ENTRIES SHOWN:
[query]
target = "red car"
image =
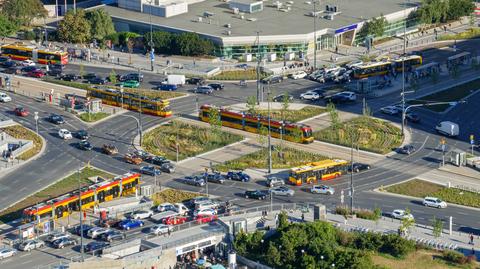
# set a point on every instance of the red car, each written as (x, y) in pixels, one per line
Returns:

EXERCISE INSTRUCTIONS: Quote every line of the items above verbatim, omitting the pictures.

EXERCISE RESULT:
[query]
target = "red car"
image =
# set a point on every instance of the red car, each written as (x, y) in pixels, one per line
Returns:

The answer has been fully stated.